Bureau du président/Photographe officiel/Kang Min Seok

Premier sommet Corée-Afrique : encore une occasion ratée pour l'Afrique

Les délégués africains sont arrivés à Séoul la semaine dernière sans stratégie commune, mais en avaient-ils besoin ?

Le président kenyan, William Ruto, essuie les critiques des médias. Il y a environ un an, il déplorait publiquement les déplacements en nombre des dirigeants africains aux sommets organisés avec l'Afrique. Il déclarait que les dirigeants de l'Union africaine (UA) et des communautés économiques régionales pouvaient à eux seuls y représenter le continent.

Cependant, c’est avec plaisir qu’il a semblé se rendre à Séoul la semaine dernière pour assister au premier sommet Corée du Sud-Afrique. Vingt-quatre autres chefs d'État et de gouvernement africains, les représentants de 23 autres nations africaines et le président de la Commission de l'UA, Moussa Faki Mahamat, y ont participé. Au début de cette année, Ruto s’est aussi rendu en Italie, au premier sommet Italie-Afrique.

| À compléter |
1 – Résumez le texte en deux phrases.
2 – Traduisez en anglais cette phrase du texte : « Il déclarait que les dirigeants de l'Union africaine (UA) et des communautés économiques régionales pouvaient à eux seuls y représenter le continent. »
3 – D'après le texte, veuillez expliquer en une phrase pourquoi William Ruto jugeait inutiles les déplacements en nombre des dirigeants africains aux sommets organisés avec l'Afrique.

| Bloc de données |
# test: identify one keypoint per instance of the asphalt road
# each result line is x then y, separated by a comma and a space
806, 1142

| Réponses |
1 – Les délégués africains sont arrivés à Séoul sans stratégie commune pour le premier sommet Corée du Sud-Afrique, auquel ont participé de nombreux chefs d'État et de gouvernement africains ainsi que le président de la Commission de l'UA. Le président kenyan William Ruto, qui déplorait un an plus tôt les déplacements en nombre des dirigeants africains à ces sommets, s'y est pourtant rendu, comme il l'avait fait plus tôt dans l'année au premier sommet Italie-Afrique.

2 – He stated that the leaders of the African Union (AU) and of the regional economic communities could represent the continent there on their own.

3 – Il estimait que les dirigeants de l'Union africaine et des communautés économiques régionales pouvaient à eux seuls représenter le continent à ces sommets.